=== EXTRAIT DU DOCUMENT ===
À ne pas rater cette semaine
Sinon, dans le thème des failles de sécurité, on parle de l’après-Equifax, cette société d’évaluation des capacités de remboursement qui s’était faite pirater les données 150 millions de citoyens américains : résultat, beaucoup de bruit, et peu de conséquences pour l’entreprise. Une fois n’est pas coutume, on vous propose également un article de Wired sur l’aspect géopolitique des câbles sous-marins d’Internet. De notre côté de l’océan, Emmanuel Macron a présenté ses vœux, parmi lesquels la lutte contre les fake news et la désinformation par une nouvelle loi. On conseille la lecture d’un article du Monde qui résume bien les problèmes posés par cette approche. Toujours en ce qui concerne le gouvernement, Mounir Mahjoubi a livré une interview intéressante sur le développement de la French Tech. Enfin, on parle données persos avec un article sur la mort de la confidentialité (notamment du fait du développement des cyber-attaques) et intelligence artificielle avec un excellent résumé du rapport de la CNIL sur le sujet par NextINpact et un article sur le développement de la justice prédictive.

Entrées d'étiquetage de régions
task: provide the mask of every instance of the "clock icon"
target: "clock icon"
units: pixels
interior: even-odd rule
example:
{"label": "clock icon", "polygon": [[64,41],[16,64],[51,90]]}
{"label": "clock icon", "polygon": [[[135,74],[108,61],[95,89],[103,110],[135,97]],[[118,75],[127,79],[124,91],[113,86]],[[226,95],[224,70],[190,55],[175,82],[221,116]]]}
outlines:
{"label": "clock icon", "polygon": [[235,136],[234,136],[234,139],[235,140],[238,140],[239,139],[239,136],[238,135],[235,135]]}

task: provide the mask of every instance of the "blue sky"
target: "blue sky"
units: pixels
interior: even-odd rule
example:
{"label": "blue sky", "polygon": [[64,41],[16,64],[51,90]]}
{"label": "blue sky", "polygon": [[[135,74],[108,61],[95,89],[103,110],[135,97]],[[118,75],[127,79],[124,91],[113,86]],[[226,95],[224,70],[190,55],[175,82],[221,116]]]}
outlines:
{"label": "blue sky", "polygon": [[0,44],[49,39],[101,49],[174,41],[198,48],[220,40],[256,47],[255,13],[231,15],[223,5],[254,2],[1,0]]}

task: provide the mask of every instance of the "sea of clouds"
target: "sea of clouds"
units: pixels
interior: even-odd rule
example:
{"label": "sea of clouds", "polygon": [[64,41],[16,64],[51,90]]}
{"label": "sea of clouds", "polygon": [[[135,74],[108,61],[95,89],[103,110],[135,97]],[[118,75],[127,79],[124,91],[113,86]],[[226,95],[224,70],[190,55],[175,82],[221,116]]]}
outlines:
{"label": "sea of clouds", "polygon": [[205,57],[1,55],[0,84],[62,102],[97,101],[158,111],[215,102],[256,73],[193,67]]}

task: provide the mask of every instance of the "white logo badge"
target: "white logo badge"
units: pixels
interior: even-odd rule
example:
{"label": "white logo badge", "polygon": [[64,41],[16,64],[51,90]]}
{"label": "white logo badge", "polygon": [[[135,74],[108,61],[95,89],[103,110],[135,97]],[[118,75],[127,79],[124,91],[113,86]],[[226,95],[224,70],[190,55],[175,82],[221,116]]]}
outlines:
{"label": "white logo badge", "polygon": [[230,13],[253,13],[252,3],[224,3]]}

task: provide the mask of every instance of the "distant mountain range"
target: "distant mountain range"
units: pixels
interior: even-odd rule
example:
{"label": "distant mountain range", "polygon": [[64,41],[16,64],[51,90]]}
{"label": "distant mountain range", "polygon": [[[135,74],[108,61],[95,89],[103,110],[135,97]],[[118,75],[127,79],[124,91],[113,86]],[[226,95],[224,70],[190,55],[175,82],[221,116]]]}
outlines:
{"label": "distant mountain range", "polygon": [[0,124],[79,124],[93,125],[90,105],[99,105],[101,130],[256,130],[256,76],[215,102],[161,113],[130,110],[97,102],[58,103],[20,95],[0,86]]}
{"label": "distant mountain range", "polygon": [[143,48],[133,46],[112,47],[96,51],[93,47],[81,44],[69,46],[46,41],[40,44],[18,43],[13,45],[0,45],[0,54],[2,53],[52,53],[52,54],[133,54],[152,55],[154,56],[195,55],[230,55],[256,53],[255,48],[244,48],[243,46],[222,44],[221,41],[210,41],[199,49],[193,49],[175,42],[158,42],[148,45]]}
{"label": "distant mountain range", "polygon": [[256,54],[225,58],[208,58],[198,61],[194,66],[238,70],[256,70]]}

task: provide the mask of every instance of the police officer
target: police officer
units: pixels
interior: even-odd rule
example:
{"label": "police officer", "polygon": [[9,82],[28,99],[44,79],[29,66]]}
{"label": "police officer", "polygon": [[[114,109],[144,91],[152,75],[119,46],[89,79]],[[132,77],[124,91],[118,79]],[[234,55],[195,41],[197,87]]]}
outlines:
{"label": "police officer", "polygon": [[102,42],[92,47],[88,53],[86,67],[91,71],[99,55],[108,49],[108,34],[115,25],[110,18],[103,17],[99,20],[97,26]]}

=== SÉRIE D'EXERCICES ===
A - Répondez à ces questions d'après l'extrait :
(i) Combien de citoyens américains ont eu leurs données piratées chez Equifax ?
(ii) Quel média publie l'article proposé sur les câbles sous-marins d'Internet ?
(iii) Qui a donné une interview sur le développement de la French Tech ?
B - Sélectionnez toutes les lignes des entrées qui contiennent le mot "instance", en tenant compte de la casse.

=== LISTE DES RÉPONSES ===
A -
(i) 150 millions.
(ii) Wired.
(iii) Mounir Mahjoubi.

B -
task: provide the mask of every instance of the "clock icon"
task: provide the mask of every instance of the "blue sky"
task: provide the mask of every instance of the "sea of clouds"
task: provide the mask of every instance of the "white logo badge"
task: provide the mask of every instance of the "distant mountain range"
task: provide the mask of every instance of the police officer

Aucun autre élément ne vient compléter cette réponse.